» GIVEN INSTRUCTION: Count the lines in the records below that contain the word "monument", and reply with that number alone.

begin

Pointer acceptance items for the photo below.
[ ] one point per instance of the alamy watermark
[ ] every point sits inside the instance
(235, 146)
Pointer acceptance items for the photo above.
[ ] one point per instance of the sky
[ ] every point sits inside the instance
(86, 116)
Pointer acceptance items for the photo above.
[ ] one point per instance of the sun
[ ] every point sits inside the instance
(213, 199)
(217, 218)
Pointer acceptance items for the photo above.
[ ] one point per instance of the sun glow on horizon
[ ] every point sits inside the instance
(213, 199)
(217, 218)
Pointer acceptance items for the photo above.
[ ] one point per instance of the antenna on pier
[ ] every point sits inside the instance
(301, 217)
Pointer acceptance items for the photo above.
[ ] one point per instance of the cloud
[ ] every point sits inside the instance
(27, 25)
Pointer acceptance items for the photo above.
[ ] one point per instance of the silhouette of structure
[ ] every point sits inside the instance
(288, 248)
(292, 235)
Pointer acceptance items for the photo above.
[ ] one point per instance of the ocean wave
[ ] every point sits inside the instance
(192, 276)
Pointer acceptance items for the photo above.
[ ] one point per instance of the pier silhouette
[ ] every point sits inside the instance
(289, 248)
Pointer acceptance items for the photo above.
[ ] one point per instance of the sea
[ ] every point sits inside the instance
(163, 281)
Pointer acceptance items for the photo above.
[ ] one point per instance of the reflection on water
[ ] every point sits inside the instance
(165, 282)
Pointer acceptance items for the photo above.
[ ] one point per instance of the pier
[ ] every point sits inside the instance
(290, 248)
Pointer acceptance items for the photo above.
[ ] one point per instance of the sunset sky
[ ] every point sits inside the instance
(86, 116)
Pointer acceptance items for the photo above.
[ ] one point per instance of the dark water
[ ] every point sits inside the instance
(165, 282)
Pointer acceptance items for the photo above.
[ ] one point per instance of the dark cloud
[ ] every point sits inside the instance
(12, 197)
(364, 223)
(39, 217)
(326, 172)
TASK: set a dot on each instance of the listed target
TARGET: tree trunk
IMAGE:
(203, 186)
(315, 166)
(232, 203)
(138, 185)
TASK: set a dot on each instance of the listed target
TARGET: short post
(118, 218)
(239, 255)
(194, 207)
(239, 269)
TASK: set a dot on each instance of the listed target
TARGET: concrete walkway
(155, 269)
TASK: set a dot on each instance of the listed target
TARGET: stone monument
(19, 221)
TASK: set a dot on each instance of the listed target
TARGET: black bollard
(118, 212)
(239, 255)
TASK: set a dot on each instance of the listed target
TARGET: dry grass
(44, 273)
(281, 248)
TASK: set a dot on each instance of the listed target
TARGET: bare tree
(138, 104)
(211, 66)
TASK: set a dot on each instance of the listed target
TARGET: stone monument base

end

» ANSWER TO THIS EXERCISE: 2